Source passage:
____
It's telling that you were even momentarily swayed by Trump's bland assurances that he really didn't mean it when he demonized Muslims, Mexicans and disabled people. The pseudo-populism was like the bouquet of roses all abusers give their victims. As long as he's against NAFTA and GOP corruption, he can't be a total psychopath, right?

 And now that he's gone from cool billionaire to the Biggest Loser, Ms. Dowd bolts.


Cue Amy Poehler: Really, Maureen? Really?
***

Maureen Dowd, Girl Squad, 6/11.

I actually thought that this column, published the week before, was pretty damned funny. Dowd imagines the recent creepy veepy-vetting visit paid by Elizabeth Warren to Hillary Clinton. Bitchiness and hilarity ensue. A sample:
Warren sighs. “True, my faithful are peeved at me for not running and for endorsing you instead of Bernie.”
Hillary pours herself some coffee. “I know you’re intrigued by the idea of being my vice president,” she says. “I heard you tell our gal Rachel Maddow that you’re prepared to be commander in chief. But you know I can’t put you on the ticket, don’t you?”
"Because the country isn’t ready for two wonky women for the price of one?” Warren asks dryly.
“No,” Hillary says, biting her biscotti, “I’m not ready. You, the so-called Sheriff of Wall Street, attacked me as the Shill of Wall Street. Why should you get the glass slipper when you were foot-dragging on my glass-shattering moment?”
My response:
Good one, Maureen. But I doubt that the Empress-in-Waiting would actually have poured her own cup of coffee. She has "people" to do that for her.

I was a bit taken aback when Liz gushed that she'd fight her heart out to elect Hillary. Because in her memoir "A Fighting Chance" she was pretty adamant about fighting her heart out for the little guy. So maybe she's as terrified of the Trump monster as everybody else. Or maybe she just took the advice of economic adviser Larry Summers, who once warned her over dinner that if she wanted to be a Washington insider, the cardinal rule is that you never, ever criticize other insiders.

Maybe she's been overcome and assimilated by the Beltway Borg. It happens.

But being an optimist, I like to imagine that the meeting with Madame Secretary went something like this:

"You want me to keep Tweeting The Donald for you, Hillary? Then you swear on a stack of Bibles that you'll loudly condemn corporate trade deals during every public appearance, even when Obama is standing right next to you. You'll shriek out support of my bill restoring Glass-Steagall. You'll completely shut down your 'charity.' Bill will not, I repeat not, be in charge of revitalizing the economy or anything else, and he'll stop giving paid speeches. You won't stuff your cabinet with neocons and plutocrats. And take the vice gig and stuff it. And those are only my opening offers."

I like to imagine that Hillary then kowtowed to Elizabeth, instead of the other way around.
____
Task list:
• a. Answer these questions about the commentary on Maureen Dowd's columns, one per line:
(i) What is the title of Warren's memoir?
(ii) Who warned Warren over dinner never to criticize other insiders?
(iii) In the imagined meeting, which of Warren's bills must Hillary support?
• b. Rewrite the part of the commentary on Maureen Dowd's columns between "Hillary pours herself" and "Warren asks dryly.", inclusive, replacing "vice president" with "running mate".
• c. Continue the commentary on Maureen Dowd's columns from its final sentence.

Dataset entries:
____
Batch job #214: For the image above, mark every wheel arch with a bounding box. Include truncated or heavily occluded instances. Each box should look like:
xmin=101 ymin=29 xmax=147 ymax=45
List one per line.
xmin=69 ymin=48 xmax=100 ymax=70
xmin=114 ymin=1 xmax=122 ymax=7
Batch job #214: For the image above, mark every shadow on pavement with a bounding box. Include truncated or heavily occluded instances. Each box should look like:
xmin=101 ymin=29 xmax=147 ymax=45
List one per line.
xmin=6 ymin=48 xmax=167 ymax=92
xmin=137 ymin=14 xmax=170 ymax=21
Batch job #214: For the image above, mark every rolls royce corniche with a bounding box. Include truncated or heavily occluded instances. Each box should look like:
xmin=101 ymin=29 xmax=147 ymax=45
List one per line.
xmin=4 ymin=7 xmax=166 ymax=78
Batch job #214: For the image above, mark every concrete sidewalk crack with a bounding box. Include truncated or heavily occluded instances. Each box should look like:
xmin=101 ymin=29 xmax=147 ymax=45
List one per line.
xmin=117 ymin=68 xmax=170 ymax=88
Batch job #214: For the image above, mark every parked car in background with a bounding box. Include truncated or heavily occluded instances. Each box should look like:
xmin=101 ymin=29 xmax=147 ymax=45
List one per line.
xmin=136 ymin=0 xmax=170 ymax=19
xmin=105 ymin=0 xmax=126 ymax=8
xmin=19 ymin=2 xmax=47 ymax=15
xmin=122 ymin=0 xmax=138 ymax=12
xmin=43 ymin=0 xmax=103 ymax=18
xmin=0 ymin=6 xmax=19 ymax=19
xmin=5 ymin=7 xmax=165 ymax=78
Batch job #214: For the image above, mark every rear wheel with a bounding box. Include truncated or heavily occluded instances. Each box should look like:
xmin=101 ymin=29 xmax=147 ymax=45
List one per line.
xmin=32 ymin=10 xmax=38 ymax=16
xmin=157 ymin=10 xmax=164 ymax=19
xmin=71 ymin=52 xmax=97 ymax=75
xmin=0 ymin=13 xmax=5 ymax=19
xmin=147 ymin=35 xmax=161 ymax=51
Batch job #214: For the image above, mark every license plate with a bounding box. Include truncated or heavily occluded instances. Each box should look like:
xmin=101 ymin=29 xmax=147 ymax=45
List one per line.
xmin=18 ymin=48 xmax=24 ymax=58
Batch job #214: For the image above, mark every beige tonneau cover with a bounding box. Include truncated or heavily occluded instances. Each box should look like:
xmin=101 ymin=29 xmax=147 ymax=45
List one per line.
____
Exercise responses:
• a.
(i) "A Fighting Chance"
(ii) Larry Summers
(iii) Her bill restoring Glass-Steagall

• b.
Hillary pours herself some coffee. “I know you’re intrigued by the idea of being my running mate,” she says. “I heard you tell our gal Rachel Maddow that you’re prepared to be commander in chief. But you know I can’t put you on the ticket, don’t you?”
"Because the country isn’t ready for two wonky women for the price of one?” Warren asks dryly.

• c.
***

Nicholas Kristof, Why I Was Wrong About Welfare Reform, 6/18.

This was an apology for so ignorantly supporting the Clintons' wanton destruction of the cash aid safety net for poor mothers back in those bubble-icious deregulated Roaring 90s:
I was sympathetic to that goal at the time, but I’ve decided that I was wrong. What I’ve found in my reporting over the years is that welfare “reform” is a misnomer and that cash welfare is essentially dead, leaving some families with children utterly destitute.
He sets the empathetic but still tacitly judgmental tone in a profile of a Tulsa grandmother raising her drug-addicted daughter's toddler even as she herself recovers from drug addiction and a criminal history.  Fortunate enough to live in a home she inherited from her own grandmother, she survives on food stamps and church donations of clothing.

So, Kristof unctuously declares, the last thing Grandma needs is some actual cash in her pocket. What she needs is some good old-fashioned Clintonian neoliberalism:
So here’s where I come down. Welfare reform has failed, but the solution is not a reversion to the old program. Rather, let’s build new programs targeting children in particular and drawing from the growing base of evidence of what works.
That starts with free long-acting birth control for young women who want it (70 percent of pregnancies among young single women are unplanned). Follow that with high-quality early-childhood programs and prekindergarten, drug treatment, parenting coaching and financial literacy training, and a much greater emphasis on jobs programs to usher the poor into the labor force and bring them income.
My comment:
 Kristof describes the plight of the poor most eloquently. And then he offers feeble solutions to what can only be described as a humanitarian catastrophe in the most unequal country on earth.

Funny that he never mentions that it was the Clintons who spearheaded "ending welfare as we know it," and that his band-aids for the resulting doubling of the extreme poverty rate come straight from Hillary's campaign playbook.

What's wrong, exactly, with direct cash aid to the poor? Do Kristof and Clinton have that much mistrust in poor mothers' and grandmothers' ability to handle money? Why further demean them by denying them agency and control?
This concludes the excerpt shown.